*MATERIAL SUPPLIED:*

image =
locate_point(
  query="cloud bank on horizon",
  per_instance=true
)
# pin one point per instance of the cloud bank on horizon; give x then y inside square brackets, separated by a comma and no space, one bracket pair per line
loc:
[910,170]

==

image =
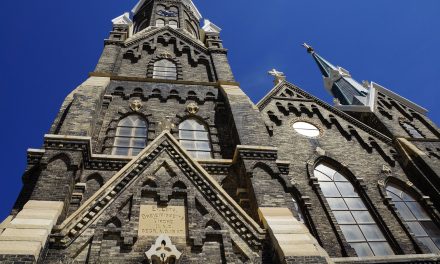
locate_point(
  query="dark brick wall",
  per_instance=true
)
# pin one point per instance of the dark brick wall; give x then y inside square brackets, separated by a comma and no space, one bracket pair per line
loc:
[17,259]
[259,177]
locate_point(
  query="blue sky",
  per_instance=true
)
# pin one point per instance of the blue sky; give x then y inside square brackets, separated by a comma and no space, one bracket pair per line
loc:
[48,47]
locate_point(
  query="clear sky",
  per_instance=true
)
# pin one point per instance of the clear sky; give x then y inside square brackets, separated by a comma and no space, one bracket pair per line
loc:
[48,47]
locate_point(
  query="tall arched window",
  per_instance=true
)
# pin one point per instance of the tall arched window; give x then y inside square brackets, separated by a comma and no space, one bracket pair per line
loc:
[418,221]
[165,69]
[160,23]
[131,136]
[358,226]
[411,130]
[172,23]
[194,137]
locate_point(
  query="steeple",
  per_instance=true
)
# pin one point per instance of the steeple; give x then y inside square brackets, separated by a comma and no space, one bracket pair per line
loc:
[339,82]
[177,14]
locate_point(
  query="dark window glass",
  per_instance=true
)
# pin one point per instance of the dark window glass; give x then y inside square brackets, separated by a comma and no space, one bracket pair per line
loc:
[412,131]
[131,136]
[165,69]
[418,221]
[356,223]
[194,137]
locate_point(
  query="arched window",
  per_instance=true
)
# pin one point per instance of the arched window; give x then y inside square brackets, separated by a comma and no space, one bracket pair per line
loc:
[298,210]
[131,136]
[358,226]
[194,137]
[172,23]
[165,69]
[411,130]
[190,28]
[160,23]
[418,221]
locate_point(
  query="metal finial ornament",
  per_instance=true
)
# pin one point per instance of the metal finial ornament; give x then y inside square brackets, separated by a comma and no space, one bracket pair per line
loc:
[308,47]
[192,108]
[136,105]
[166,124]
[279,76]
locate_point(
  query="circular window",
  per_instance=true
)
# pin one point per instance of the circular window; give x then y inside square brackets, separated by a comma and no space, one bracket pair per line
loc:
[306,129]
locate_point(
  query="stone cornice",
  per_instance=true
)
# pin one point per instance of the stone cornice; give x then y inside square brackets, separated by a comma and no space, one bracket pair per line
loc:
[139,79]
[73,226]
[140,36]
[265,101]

...

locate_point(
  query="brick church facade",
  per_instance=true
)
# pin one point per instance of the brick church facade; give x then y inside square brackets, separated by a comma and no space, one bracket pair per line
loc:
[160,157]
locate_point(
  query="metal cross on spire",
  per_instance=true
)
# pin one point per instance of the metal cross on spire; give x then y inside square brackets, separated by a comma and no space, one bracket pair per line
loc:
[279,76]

*SET EXERCISE:*
Pull out every line in the entries above that contains the string "glass", treating uppercase and lowercase as different.

*ANSWER TO THE PROBLEM:*
  query="dark window glass",
# pin one point per instance of the dark window glass; give x then y inside square brackets, separated by a comma and no space, one bracket pair per line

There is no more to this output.